(Data extracted from a collection)
========================================

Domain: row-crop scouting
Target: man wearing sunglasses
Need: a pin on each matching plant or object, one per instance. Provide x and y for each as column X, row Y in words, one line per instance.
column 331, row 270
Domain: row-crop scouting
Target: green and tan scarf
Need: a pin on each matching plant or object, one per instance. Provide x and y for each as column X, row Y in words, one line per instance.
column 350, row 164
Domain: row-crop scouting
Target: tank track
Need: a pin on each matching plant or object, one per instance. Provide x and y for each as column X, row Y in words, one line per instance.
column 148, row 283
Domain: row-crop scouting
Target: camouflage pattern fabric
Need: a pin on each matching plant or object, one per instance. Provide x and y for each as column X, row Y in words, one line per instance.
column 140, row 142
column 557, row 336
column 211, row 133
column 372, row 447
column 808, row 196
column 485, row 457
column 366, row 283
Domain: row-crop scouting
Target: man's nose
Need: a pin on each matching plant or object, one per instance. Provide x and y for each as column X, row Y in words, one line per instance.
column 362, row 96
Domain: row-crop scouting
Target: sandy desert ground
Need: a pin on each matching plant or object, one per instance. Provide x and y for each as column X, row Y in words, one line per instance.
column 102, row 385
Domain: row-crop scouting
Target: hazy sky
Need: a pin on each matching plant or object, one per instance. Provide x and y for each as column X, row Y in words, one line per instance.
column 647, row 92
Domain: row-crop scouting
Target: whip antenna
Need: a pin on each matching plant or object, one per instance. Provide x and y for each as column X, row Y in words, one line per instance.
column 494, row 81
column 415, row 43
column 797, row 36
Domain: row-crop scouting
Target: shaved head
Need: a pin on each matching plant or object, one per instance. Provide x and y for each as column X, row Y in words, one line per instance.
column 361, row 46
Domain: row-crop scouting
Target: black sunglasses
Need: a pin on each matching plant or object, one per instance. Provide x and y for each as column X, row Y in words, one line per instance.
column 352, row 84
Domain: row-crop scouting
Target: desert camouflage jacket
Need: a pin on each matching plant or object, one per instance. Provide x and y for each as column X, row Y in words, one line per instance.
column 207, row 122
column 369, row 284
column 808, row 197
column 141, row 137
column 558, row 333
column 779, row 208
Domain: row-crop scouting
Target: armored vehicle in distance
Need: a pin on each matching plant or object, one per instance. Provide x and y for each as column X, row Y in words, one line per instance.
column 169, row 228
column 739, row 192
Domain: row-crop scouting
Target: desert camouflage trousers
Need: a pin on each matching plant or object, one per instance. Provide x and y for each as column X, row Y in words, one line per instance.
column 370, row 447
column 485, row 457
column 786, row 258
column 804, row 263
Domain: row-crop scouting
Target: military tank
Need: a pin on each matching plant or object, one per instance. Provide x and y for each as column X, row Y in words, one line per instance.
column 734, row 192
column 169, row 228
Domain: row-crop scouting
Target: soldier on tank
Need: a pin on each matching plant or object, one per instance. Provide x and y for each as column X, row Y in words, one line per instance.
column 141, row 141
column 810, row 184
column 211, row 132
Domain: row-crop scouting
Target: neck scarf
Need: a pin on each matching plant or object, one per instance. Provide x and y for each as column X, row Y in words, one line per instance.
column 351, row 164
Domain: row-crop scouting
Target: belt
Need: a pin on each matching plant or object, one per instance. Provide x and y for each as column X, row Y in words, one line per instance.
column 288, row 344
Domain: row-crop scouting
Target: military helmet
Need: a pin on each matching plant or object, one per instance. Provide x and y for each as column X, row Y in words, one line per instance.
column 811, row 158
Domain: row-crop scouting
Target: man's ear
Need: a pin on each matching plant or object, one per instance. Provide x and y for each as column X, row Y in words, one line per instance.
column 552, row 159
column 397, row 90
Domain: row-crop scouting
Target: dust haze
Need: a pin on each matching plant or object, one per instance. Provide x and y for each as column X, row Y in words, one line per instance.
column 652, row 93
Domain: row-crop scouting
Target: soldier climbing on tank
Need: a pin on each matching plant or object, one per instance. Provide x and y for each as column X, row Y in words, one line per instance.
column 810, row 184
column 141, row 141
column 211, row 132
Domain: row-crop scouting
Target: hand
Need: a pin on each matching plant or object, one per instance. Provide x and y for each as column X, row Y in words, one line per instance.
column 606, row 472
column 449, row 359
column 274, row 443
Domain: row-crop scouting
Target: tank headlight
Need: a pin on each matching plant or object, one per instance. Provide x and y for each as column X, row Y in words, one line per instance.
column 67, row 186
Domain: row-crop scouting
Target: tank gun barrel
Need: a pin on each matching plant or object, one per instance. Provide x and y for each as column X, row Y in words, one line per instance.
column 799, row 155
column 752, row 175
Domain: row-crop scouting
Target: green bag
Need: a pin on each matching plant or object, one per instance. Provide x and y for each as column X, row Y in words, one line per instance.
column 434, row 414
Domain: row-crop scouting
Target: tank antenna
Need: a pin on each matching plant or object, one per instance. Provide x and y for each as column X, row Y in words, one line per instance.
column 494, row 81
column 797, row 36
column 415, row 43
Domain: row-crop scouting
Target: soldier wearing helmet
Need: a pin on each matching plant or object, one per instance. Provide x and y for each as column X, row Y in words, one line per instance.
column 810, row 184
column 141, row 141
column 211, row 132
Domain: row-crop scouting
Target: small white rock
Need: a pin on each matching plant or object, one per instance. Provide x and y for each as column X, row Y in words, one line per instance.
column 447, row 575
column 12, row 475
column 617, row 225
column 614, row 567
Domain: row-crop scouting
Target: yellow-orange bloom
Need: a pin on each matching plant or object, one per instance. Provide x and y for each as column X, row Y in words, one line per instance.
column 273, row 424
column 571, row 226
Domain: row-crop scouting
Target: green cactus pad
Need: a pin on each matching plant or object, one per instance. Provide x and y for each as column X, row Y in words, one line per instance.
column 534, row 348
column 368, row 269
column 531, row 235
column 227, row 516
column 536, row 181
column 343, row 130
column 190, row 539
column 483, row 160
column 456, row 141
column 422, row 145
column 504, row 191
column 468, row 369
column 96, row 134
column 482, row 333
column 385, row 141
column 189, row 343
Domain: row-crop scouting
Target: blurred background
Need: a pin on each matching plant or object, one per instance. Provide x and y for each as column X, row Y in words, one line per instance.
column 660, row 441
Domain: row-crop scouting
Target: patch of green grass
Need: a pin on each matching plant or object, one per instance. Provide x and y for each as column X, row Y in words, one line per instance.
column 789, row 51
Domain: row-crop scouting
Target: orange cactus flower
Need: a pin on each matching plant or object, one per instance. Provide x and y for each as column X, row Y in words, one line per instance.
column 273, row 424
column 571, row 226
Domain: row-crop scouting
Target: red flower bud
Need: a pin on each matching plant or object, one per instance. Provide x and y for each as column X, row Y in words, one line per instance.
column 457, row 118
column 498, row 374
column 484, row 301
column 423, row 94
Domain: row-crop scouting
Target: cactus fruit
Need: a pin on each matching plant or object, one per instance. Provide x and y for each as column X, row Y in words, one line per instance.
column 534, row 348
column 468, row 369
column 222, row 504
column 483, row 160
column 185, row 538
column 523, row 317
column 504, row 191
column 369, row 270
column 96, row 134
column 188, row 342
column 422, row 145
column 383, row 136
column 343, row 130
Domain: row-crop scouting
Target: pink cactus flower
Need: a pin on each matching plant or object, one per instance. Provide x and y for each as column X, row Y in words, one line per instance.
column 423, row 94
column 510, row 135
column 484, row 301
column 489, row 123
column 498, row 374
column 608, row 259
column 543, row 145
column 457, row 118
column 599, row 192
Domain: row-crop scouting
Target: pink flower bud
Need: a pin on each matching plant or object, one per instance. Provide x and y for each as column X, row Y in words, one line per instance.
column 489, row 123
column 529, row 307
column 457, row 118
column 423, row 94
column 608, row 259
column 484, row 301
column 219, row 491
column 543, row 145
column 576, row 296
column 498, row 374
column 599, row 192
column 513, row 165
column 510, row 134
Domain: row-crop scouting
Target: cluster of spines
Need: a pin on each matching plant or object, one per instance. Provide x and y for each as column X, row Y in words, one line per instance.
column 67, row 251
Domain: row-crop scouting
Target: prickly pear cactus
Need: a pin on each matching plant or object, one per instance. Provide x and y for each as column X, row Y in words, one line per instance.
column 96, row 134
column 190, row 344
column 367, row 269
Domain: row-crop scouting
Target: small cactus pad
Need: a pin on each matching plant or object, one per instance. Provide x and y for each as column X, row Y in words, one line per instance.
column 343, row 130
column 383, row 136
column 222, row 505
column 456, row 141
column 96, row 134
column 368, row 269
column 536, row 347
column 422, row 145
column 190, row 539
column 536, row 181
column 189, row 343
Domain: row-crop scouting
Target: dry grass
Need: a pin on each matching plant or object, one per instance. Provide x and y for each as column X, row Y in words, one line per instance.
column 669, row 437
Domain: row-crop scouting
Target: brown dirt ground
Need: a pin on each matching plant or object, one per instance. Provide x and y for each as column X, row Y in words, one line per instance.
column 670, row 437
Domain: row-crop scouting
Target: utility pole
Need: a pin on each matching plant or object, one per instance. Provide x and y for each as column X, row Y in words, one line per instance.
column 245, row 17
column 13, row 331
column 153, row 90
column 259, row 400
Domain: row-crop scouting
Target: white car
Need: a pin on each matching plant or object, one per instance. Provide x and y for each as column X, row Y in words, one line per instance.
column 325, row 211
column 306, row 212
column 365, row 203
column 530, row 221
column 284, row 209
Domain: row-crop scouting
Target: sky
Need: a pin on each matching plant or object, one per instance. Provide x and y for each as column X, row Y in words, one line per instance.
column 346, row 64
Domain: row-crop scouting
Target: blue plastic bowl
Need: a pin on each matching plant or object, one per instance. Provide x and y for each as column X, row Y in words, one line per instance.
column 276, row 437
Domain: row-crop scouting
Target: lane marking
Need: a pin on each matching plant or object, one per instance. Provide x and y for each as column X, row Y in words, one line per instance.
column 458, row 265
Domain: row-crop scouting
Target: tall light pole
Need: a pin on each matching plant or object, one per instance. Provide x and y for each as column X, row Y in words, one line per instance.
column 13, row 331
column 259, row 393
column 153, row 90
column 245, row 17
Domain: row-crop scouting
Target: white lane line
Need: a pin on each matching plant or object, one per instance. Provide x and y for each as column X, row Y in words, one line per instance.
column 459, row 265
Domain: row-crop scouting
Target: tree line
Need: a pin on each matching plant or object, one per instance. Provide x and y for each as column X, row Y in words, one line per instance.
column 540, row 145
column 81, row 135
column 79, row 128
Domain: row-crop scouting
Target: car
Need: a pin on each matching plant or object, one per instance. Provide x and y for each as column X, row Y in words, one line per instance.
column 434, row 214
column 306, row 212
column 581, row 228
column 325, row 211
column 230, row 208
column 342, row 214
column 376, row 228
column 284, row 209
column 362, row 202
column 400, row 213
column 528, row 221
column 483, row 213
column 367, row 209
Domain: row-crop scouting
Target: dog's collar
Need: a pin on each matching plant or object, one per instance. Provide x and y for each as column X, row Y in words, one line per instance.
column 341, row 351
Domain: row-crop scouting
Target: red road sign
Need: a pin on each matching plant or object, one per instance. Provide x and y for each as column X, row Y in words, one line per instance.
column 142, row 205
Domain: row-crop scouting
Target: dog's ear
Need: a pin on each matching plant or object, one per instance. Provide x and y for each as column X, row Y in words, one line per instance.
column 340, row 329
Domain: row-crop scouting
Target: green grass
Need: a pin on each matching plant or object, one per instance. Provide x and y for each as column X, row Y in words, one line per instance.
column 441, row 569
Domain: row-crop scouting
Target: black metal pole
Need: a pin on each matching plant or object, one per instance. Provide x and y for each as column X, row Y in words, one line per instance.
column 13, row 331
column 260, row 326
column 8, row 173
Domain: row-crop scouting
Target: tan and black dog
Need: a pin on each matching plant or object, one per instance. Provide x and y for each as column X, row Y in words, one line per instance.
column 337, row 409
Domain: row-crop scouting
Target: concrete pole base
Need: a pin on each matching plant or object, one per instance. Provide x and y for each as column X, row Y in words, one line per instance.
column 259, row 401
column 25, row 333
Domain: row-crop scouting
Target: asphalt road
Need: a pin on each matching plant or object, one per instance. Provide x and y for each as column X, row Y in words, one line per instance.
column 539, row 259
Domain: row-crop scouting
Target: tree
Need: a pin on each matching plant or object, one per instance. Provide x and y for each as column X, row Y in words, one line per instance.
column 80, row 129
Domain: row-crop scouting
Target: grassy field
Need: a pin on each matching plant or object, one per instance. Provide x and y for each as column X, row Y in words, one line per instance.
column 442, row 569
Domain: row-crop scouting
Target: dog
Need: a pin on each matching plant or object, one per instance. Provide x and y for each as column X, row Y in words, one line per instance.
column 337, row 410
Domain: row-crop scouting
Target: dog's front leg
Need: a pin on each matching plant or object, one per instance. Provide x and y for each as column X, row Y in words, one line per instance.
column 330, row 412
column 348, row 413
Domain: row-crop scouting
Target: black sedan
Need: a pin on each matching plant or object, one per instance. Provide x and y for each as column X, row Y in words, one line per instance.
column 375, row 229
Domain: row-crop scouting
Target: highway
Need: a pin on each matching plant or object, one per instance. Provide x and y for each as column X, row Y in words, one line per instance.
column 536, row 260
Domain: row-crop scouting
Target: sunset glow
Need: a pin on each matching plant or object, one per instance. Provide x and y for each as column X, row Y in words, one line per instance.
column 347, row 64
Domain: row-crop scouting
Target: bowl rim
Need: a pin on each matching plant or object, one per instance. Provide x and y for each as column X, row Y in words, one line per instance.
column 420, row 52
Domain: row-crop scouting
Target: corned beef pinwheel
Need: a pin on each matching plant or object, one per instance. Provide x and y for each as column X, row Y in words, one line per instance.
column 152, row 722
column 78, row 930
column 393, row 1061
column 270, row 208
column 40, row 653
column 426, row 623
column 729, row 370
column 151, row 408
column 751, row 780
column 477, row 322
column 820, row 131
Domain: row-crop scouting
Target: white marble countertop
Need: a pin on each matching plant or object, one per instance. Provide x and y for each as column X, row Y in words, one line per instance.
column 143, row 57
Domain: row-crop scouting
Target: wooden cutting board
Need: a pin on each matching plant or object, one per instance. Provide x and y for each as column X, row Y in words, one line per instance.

========================================

# [WHAT YOU HAVE TO DO]
Please identify every line of the records above that contains the word "desert", and copy each of those lines.

# [RESPONSE TO THIS TASK]
Target: sandy desert ground
Target: desert camouflage jacket
Target: desert camouflage trousers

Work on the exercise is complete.